> **Short exercise**:
Copy out the entries below in full and exactly.
-- Start --
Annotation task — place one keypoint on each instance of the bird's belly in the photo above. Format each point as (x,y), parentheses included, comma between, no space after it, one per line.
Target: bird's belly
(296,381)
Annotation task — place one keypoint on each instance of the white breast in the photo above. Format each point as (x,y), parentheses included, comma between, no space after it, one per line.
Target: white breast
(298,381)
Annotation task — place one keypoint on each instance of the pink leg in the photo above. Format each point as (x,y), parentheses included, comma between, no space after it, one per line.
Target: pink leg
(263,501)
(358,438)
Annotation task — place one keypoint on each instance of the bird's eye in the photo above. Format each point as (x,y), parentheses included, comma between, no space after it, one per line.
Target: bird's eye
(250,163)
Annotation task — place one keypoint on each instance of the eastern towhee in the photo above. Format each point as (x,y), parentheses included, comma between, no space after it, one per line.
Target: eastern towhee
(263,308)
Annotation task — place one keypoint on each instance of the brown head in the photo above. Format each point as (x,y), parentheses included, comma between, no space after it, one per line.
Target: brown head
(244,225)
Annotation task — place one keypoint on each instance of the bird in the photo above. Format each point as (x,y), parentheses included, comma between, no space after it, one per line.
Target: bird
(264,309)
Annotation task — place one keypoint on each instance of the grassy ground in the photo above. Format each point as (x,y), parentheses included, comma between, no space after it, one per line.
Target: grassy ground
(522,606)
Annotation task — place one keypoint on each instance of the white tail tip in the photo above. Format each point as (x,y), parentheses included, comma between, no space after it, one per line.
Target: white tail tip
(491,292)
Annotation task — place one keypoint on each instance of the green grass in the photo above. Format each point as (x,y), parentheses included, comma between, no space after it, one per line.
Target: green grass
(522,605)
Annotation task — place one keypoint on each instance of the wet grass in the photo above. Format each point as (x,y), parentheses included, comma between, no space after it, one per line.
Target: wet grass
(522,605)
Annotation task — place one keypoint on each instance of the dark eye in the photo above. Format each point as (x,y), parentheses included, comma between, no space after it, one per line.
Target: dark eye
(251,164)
-- End --
> **Solution for this exercise**:
Annotation task — place one keypoint on each instance of the bird's belly in the photo above. Format each point as (x,y), parentheses included, comma between, no space after it, one per line.
Target: bird's belly
(296,381)
Annotation task — place one keypoint on each instance of the white breast in the photo above. Format each point as (x,y), parentheses included, comma between, no space after it, one per line.
Target: white breast
(298,381)
Annotation task — place one keypoint on each instance of the pink leg in the photo above. Format each point as (x,y), parentheses included, comma between, no space after it, one per line.
Target: pink leg
(263,501)
(358,438)
Annotation task — place one keypoint on each instance of the bird's eye in the photo above. Format each point as (x,y), parentheses included, comma between, no space after it, one per line.
Target: bird's eye
(250,163)
Annotation task — place one keypoint on each instance of the eastern towhee in the photo above. Format each point as (x,y), parentheses included, comma between, no space after it, one per line.
Target: eastern towhee
(263,308)
Annotation task — place one keypoint on each instance of the brown head in the photo above. Format each point as (x,y), parentheses included, comma between, no space after it, one per line.
Target: brown head
(244,225)
Annotation task — place one keypoint on each instance of the bird in the photo above. Format each point as (x,y), parentheses included, comma between, no space after it, one per line.
Target: bird
(264,309)
Annotation task — place one keypoint on each instance of the grassy ground in the photo above. Format each point as (x,y), parentheses included, comma between, no space after it, one per line.
Target: grassy ground
(522,606)
Annotation task — place one keypoint on each instance of the white tail tip in the photo above. Format each point as (x,y), parentheses included, comma between, no space after it, one per line.
Target: white tail tip
(491,292)
Annotation task — place one keypoint on each instance of the green grass in the photo above. Format each point as (x,y), parentheses included, comma between, no space after it, one per line.
Target: green grass
(522,605)
Annotation task — place one keypoint on each instance of the wet grass in the photo above. Format each point as (x,y), parentheses included, comma between, no space after it, one per line.
Target: wet grass
(522,605)
Annotation task — place one keypoint on each instance of the dark eye in the photo above. Format each point as (x,y), parentheses included, comma between, no space after it, one per line.
Target: dark eye
(251,164)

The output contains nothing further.